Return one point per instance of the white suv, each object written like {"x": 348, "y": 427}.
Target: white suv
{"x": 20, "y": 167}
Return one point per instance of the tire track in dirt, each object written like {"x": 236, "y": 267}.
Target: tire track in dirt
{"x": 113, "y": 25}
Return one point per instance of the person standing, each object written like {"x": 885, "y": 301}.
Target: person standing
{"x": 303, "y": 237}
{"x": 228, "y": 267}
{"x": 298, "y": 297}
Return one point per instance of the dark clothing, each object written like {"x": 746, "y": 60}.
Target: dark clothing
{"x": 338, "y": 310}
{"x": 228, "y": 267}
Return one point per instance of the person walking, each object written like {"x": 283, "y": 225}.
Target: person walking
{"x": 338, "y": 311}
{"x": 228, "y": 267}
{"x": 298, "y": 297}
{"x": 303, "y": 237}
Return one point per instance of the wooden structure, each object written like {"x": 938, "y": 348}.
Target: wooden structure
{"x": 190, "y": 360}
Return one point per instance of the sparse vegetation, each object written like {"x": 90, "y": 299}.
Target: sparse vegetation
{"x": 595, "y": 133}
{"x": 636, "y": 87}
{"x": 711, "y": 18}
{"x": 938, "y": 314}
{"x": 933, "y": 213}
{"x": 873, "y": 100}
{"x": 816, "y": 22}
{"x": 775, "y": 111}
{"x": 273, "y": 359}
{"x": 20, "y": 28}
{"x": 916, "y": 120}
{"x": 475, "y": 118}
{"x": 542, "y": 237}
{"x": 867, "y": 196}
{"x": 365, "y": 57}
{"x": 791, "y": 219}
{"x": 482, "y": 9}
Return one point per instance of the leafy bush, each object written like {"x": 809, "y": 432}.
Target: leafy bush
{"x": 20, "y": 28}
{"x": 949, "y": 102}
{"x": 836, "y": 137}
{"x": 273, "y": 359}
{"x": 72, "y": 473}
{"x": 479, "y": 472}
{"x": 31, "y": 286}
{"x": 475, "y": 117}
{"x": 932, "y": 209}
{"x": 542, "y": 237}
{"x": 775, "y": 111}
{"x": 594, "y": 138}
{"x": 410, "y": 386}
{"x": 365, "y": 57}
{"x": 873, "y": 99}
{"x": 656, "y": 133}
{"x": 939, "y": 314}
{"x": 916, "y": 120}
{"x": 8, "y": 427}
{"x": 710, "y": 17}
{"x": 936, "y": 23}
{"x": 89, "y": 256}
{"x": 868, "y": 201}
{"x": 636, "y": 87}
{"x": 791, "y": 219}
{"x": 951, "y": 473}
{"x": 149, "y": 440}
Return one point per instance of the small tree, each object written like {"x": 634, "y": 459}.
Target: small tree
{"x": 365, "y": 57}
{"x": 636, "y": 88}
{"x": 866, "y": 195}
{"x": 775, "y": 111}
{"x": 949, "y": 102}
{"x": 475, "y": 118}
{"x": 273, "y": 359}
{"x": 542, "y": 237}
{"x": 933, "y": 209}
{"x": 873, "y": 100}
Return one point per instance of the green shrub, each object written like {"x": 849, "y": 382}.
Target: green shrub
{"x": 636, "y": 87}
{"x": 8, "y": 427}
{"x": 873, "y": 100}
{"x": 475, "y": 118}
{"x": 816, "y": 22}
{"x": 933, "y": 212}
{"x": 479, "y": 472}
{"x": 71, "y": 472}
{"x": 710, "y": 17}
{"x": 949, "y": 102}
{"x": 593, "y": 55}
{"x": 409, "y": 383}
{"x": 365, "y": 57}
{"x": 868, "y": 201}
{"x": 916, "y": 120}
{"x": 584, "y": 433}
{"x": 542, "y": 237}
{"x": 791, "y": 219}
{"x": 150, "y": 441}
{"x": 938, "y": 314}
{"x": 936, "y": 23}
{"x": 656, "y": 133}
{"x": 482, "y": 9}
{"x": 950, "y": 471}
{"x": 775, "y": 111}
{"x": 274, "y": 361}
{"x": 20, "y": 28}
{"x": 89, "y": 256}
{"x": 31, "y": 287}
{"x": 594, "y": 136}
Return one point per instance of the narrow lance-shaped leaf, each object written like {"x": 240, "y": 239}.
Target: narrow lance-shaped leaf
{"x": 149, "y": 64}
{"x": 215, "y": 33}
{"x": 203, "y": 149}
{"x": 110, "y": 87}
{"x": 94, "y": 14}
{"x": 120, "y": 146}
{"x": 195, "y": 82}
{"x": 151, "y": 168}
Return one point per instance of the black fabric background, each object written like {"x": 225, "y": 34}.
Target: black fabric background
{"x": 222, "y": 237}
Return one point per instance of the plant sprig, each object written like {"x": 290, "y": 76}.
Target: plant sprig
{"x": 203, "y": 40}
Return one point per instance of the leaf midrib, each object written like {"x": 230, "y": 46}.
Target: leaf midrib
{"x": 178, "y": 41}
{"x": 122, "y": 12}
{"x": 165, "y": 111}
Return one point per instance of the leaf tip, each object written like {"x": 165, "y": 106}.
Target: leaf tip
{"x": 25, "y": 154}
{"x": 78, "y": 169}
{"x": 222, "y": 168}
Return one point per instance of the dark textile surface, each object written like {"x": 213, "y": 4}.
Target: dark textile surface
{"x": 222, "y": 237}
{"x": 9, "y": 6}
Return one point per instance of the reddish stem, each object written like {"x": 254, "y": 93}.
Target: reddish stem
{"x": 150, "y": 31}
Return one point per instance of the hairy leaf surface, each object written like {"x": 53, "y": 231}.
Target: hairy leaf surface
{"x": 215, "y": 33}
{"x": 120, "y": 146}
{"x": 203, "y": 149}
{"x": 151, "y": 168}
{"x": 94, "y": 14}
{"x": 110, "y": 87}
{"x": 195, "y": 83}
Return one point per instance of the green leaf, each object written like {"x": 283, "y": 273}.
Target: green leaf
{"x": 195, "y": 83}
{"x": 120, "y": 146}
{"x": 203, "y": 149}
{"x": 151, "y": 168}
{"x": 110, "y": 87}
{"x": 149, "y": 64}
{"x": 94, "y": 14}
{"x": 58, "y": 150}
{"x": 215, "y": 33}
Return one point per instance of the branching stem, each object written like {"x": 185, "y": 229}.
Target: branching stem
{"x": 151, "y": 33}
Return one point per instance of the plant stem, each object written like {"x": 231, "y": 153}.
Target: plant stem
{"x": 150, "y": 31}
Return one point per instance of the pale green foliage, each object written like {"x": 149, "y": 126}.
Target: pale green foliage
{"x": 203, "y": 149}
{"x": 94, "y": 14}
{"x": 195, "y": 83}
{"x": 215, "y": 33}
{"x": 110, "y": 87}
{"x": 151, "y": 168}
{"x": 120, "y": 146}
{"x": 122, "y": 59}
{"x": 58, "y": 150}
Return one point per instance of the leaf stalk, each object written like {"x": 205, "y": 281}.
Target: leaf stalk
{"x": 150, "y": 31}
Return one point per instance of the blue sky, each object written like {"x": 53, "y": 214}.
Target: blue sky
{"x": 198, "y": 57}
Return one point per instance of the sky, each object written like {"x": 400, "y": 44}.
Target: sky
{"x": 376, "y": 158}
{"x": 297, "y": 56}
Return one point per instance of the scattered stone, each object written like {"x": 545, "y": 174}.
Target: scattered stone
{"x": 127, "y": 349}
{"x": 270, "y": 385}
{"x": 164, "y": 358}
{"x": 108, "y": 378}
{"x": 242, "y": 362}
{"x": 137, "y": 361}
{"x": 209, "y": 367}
-=-=-=-=-
DO THIS - Provide an exact reproduction of all the entries shown above.

THE REPLY -
Return one point per instance of the white suv, each object written like {"x": 348, "y": 427}.
Target: white suv
{"x": 20, "y": 167}
Return one point per instance of the tire track in dirt, each object written like {"x": 236, "y": 267}.
Target: tire track in dirt
{"x": 113, "y": 25}
Return one point per instance of the person standing, each object written like {"x": 885, "y": 301}.
Target: person standing
{"x": 303, "y": 237}
{"x": 228, "y": 267}
{"x": 298, "y": 297}
Return one point per instance of the dark clothing, each object written like {"x": 746, "y": 60}.
Target: dark clothing
{"x": 338, "y": 310}
{"x": 228, "y": 267}
Return one point per instance of the person walking, each object written like {"x": 283, "y": 225}.
Target: person walking
{"x": 338, "y": 311}
{"x": 228, "y": 267}
{"x": 298, "y": 297}
{"x": 303, "y": 237}
Return one point per instance of the wooden structure, each object written like {"x": 938, "y": 348}.
Target: wooden structure
{"x": 190, "y": 360}
Return one point per instance of the sparse vegetation, each object written like {"x": 90, "y": 299}.
Target: sparse vegetation
{"x": 595, "y": 133}
{"x": 636, "y": 87}
{"x": 711, "y": 18}
{"x": 938, "y": 314}
{"x": 933, "y": 213}
{"x": 873, "y": 100}
{"x": 816, "y": 22}
{"x": 775, "y": 111}
{"x": 273, "y": 359}
{"x": 20, "y": 28}
{"x": 916, "y": 120}
{"x": 475, "y": 118}
{"x": 542, "y": 237}
{"x": 867, "y": 196}
{"x": 365, "y": 57}
{"x": 791, "y": 219}
{"x": 482, "y": 9}
Return one point per instance of the leafy bush, each object written like {"x": 809, "y": 432}.
Target: leafy bush
{"x": 20, "y": 28}
{"x": 949, "y": 102}
{"x": 836, "y": 137}
{"x": 273, "y": 359}
{"x": 72, "y": 473}
{"x": 479, "y": 472}
{"x": 31, "y": 286}
{"x": 475, "y": 117}
{"x": 932, "y": 209}
{"x": 542, "y": 237}
{"x": 775, "y": 111}
{"x": 594, "y": 138}
{"x": 410, "y": 386}
{"x": 365, "y": 57}
{"x": 873, "y": 99}
{"x": 656, "y": 133}
{"x": 939, "y": 314}
{"x": 916, "y": 120}
{"x": 8, "y": 427}
{"x": 710, "y": 17}
{"x": 936, "y": 23}
{"x": 89, "y": 256}
{"x": 868, "y": 201}
{"x": 636, "y": 87}
{"x": 791, "y": 219}
{"x": 951, "y": 473}
{"x": 149, "y": 440}
Return one point per instance of the small tree, each object written like {"x": 634, "y": 459}.
Target: small tree
{"x": 365, "y": 57}
{"x": 636, "y": 88}
{"x": 866, "y": 195}
{"x": 775, "y": 111}
{"x": 949, "y": 102}
{"x": 475, "y": 118}
{"x": 273, "y": 359}
{"x": 542, "y": 237}
{"x": 933, "y": 209}
{"x": 873, "y": 100}
Return one point per instance of the green shrub, each object written like {"x": 849, "y": 382}.
Target: green shrub
{"x": 636, "y": 87}
{"x": 8, "y": 427}
{"x": 873, "y": 100}
{"x": 475, "y": 118}
{"x": 816, "y": 22}
{"x": 933, "y": 212}
{"x": 479, "y": 472}
{"x": 71, "y": 472}
{"x": 710, "y": 17}
{"x": 949, "y": 102}
{"x": 593, "y": 55}
{"x": 409, "y": 383}
{"x": 365, "y": 57}
{"x": 868, "y": 201}
{"x": 916, "y": 120}
{"x": 584, "y": 433}
{"x": 542, "y": 237}
{"x": 791, "y": 219}
{"x": 150, "y": 441}
{"x": 938, "y": 314}
{"x": 936, "y": 23}
{"x": 656, "y": 133}
{"x": 482, "y": 9}
{"x": 950, "y": 471}
{"x": 775, "y": 111}
{"x": 274, "y": 361}
{"x": 20, "y": 28}
{"x": 89, "y": 256}
{"x": 31, "y": 287}
{"x": 594, "y": 136}
Return one point per instance of the narrow lance-shaped leaf, each object written like {"x": 240, "y": 239}.
Target: narrow lance-shaped leaf
{"x": 149, "y": 64}
{"x": 215, "y": 33}
{"x": 203, "y": 149}
{"x": 110, "y": 87}
{"x": 94, "y": 14}
{"x": 120, "y": 146}
{"x": 195, "y": 82}
{"x": 151, "y": 168}
Return one point per instance of the black fabric background, each object written like {"x": 225, "y": 34}.
Target: black fabric background
{"x": 222, "y": 237}
Return one point per instance of the plant sprig, each object written like {"x": 290, "y": 76}.
Target: plant sprig
{"x": 203, "y": 40}
Return one point per instance of the leaf midrib, each object written like {"x": 230, "y": 46}.
Target: leaf midrib
{"x": 178, "y": 41}
{"x": 122, "y": 12}
{"x": 165, "y": 111}
Return one point per instance of the leaf tip, each object written like {"x": 165, "y": 106}.
Target: leaf tip
{"x": 25, "y": 154}
{"x": 78, "y": 169}
{"x": 222, "y": 168}
Return one point per instance of the dark textile surface, each object written like {"x": 213, "y": 4}.
Target: dark textile surface
{"x": 222, "y": 237}
{"x": 9, "y": 6}
Return one point per instance of the reddish stem, each object written like {"x": 254, "y": 93}.
Target: reddish stem
{"x": 150, "y": 31}
Return one point per instance of the hairy leaf surface, each object written like {"x": 53, "y": 231}.
Target: hairy leaf surface
{"x": 215, "y": 33}
{"x": 120, "y": 146}
{"x": 203, "y": 149}
{"x": 151, "y": 168}
{"x": 94, "y": 14}
{"x": 110, "y": 87}
{"x": 195, "y": 83}
Return one point per instance of the green leaf, each object written like {"x": 283, "y": 273}.
Target: green leaf
{"x": 195, "y": 83}
{"x": 120, "y": 146}
{"x": 203, "y": 149}
{"x": 151, "y": 168}
{"x": 110, "y": 87}
{"x": 149, "y": 64}
{"x": 94, "y": 14}
{"x": 58, "y": 150}
{"x": 215, "y": 33}
Return one point per instance of the branching stem, each object written like {"x": 185, "y": 229}.
Target: branching stem
{"x": 151, "y": 33}
Return one point per instance of the plant stem, each object written like {"x": 231, "y": 153}.
Target: plant stem
{"x": 150, "y": 31}
Return one point per instance of the pale green foliage, each object written like {"x": 149, "y": 126}.
Target: pale green foliage
{"x": 203, "y": 149}
{"x": 94, "y": 14}
{"x": 195, "y": 83}
{"x": 215, "y": 33}
{"x": 110, "y": 87}
{"x": 151, "y": 168}
{"x": 120, "y": 146}
{"x": 122, "y": 59}
{"x": 58, "y": 150}
Return one point per instance of the leaf stalk, each object written like {"x": 205, "y": 281}.
Target: leaf stalk
{"x": 150, "y": 31}
Return one point per instance of the blue sky, each object written like {"x": 53, "y": 214}.
Target: blue sky
{"x": 198, "y": 57}
Return one point per instance of the sky, each object written like {"x": 400, "y": 44}.
Target: sky
{"x": 376, "y": 158}
{"x": 297, "y": 56}
Return one point per instance of the scattered stone, each object written like {"x": 545, "y": 174}.
Target: scattered stone
{"x": 127, "y": 349}
{"x": 270, "y": 385}
{"x": 164, "y": 358}
{"x": 108, "y": 378}
{"x": 242, "y": 362}
{"x": 137, "y": 361}
{"x": 209, "y": 367}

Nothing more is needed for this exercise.